▶

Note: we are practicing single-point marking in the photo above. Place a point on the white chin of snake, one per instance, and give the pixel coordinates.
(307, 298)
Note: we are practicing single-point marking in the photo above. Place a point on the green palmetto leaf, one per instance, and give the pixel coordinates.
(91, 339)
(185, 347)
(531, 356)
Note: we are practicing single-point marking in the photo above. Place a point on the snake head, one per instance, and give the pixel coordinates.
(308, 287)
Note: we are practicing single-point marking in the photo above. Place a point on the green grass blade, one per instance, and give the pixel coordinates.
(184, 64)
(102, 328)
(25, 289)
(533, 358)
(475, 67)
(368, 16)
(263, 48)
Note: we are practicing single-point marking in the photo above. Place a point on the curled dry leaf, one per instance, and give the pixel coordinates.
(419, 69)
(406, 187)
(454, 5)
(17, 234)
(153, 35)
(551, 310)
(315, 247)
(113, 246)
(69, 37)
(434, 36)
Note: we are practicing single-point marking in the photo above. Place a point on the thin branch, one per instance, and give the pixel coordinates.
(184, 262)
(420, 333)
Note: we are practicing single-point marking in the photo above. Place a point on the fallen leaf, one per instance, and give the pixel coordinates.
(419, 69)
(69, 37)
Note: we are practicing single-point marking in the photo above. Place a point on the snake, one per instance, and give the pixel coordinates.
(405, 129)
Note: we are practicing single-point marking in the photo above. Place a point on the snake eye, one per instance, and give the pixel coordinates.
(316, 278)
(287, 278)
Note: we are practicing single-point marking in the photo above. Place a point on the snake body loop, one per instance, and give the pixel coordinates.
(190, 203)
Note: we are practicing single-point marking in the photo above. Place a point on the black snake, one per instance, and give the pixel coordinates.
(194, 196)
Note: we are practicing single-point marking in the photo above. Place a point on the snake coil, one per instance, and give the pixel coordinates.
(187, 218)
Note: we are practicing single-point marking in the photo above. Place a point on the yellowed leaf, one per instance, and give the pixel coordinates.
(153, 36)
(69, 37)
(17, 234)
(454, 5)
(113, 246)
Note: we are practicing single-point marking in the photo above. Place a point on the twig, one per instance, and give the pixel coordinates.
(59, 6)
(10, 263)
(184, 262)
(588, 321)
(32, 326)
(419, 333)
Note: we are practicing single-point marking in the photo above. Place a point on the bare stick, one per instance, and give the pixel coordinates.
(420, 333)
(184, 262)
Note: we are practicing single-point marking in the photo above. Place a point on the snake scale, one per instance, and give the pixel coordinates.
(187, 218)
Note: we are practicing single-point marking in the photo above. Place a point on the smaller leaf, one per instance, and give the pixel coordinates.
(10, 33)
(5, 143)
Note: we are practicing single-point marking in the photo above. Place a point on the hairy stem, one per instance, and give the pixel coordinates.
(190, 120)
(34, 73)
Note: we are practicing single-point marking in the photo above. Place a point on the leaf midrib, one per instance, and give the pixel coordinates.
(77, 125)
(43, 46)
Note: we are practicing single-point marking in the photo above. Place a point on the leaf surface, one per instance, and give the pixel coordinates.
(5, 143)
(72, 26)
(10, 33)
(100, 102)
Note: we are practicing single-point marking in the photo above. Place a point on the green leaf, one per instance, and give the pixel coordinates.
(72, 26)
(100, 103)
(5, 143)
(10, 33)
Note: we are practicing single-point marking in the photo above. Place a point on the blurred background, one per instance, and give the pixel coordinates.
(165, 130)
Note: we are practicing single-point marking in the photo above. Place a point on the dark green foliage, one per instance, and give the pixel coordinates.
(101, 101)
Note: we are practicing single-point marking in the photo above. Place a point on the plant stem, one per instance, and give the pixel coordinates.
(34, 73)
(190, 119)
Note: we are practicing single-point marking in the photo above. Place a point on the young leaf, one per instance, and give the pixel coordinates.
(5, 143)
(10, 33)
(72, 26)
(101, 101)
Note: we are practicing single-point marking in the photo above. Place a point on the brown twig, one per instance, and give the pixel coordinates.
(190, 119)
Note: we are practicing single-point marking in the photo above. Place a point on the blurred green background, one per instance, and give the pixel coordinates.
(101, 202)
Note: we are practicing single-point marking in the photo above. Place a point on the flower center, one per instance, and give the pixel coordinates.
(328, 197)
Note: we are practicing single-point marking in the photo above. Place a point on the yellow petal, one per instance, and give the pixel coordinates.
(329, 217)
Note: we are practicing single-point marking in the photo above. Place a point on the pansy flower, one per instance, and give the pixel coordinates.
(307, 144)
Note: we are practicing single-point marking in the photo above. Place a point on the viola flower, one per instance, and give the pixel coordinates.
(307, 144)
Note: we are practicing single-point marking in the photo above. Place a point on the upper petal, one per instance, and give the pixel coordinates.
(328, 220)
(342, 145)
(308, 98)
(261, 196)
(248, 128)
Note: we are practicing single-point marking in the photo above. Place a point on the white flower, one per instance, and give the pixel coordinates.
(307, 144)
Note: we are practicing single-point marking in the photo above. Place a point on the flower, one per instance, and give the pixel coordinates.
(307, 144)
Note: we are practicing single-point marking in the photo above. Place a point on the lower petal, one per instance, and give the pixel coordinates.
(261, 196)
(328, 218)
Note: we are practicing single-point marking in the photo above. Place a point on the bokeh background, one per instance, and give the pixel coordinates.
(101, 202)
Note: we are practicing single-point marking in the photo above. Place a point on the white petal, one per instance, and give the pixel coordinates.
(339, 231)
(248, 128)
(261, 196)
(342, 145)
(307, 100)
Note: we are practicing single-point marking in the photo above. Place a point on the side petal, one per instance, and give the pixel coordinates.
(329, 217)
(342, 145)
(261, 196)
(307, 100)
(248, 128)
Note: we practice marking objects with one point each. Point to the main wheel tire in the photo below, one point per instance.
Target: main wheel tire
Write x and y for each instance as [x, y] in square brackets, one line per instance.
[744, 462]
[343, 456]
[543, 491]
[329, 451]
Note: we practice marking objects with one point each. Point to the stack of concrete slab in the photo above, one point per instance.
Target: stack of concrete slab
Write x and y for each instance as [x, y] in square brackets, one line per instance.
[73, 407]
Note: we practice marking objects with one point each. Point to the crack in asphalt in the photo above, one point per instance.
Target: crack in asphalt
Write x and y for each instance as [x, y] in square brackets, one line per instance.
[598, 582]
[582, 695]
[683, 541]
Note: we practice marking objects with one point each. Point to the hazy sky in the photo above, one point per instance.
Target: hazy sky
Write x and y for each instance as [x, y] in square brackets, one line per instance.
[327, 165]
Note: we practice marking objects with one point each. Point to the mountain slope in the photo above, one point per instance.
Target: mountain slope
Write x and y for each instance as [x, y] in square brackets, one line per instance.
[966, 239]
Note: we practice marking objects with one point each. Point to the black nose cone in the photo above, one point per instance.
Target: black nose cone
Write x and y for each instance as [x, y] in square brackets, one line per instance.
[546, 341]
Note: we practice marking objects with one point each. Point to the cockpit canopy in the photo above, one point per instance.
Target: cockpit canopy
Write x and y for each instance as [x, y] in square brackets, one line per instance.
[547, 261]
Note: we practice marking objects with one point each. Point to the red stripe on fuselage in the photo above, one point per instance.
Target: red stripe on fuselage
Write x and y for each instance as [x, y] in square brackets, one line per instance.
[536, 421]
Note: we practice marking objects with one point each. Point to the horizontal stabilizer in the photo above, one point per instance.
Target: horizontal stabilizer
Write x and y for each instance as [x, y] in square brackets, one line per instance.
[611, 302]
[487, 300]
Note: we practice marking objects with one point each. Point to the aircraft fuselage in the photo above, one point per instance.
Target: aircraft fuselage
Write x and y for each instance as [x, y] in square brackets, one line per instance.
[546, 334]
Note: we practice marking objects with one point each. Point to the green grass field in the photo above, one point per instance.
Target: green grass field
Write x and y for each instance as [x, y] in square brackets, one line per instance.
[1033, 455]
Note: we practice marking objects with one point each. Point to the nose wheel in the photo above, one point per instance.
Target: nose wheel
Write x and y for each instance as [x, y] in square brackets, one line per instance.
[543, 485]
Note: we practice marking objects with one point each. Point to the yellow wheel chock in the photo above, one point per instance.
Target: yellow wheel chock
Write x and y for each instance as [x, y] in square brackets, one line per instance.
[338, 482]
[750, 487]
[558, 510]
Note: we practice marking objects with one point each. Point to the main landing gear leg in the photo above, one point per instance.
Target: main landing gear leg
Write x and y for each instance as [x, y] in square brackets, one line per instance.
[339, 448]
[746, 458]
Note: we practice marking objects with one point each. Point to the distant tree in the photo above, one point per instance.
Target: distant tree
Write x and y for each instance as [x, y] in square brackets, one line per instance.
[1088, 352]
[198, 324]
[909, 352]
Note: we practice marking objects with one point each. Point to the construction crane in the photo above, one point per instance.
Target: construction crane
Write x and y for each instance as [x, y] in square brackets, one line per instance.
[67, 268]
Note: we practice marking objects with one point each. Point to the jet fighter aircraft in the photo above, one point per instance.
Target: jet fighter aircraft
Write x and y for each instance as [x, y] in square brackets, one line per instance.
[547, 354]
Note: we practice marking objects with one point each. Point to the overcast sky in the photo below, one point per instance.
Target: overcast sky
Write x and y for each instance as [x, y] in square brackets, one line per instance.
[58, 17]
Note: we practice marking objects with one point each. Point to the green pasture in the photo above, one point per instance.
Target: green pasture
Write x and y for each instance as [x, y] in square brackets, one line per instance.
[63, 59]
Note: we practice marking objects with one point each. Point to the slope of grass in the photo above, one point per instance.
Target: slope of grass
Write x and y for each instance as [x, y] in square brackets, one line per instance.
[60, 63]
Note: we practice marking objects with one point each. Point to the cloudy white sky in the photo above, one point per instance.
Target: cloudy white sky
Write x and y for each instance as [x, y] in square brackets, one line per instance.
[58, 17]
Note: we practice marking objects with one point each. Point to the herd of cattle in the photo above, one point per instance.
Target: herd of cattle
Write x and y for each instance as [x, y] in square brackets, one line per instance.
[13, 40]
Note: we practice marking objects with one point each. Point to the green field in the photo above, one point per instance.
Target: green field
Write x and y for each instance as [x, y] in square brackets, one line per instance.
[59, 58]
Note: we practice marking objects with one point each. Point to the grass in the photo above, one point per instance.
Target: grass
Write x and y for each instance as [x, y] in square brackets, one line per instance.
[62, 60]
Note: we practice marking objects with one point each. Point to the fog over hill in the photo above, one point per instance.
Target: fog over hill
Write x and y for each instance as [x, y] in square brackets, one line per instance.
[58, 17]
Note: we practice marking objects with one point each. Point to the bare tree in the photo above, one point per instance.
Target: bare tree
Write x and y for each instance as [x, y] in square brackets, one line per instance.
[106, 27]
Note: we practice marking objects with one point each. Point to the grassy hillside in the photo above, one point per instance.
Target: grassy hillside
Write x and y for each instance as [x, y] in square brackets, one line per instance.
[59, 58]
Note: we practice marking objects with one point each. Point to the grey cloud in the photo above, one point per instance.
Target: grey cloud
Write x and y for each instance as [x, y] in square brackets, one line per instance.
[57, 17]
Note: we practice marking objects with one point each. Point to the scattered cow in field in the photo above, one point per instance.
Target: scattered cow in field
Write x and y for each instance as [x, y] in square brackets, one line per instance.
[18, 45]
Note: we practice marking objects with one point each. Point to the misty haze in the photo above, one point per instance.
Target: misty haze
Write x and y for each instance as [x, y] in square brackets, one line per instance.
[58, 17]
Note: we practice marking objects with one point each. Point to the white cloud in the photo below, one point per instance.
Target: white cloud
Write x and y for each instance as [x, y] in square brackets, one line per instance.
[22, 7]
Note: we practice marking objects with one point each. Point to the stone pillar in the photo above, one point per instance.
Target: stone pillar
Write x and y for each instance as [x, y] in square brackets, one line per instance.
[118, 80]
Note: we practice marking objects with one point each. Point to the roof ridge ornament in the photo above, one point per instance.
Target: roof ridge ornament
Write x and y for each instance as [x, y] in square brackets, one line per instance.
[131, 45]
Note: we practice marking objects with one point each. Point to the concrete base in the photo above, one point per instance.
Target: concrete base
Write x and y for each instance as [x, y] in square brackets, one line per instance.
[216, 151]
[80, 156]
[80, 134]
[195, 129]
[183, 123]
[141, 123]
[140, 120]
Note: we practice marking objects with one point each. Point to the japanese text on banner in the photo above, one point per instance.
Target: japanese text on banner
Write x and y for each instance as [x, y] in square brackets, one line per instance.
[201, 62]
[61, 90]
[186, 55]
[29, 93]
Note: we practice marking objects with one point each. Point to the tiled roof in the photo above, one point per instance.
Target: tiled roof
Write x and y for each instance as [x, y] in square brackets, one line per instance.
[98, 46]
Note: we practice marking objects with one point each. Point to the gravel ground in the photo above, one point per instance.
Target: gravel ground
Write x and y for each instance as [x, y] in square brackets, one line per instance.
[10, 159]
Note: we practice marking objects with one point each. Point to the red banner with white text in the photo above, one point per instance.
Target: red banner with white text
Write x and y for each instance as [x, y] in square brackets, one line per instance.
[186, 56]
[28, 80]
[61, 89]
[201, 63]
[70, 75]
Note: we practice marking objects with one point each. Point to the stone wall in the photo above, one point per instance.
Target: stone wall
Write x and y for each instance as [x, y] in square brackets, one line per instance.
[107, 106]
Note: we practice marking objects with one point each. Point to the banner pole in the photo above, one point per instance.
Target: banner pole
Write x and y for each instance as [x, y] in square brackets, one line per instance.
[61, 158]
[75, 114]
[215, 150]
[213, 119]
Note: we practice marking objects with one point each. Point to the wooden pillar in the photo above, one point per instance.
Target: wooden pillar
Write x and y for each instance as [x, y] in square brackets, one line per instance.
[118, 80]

◀

### [What is expected]
Write out every line from the entries where "scattered" appears.

### [Exercise result]
Note: we practice marking objects with one point each. Point to the scattered cow in field in the photo above, one point per instance.
Target: scattered cow in field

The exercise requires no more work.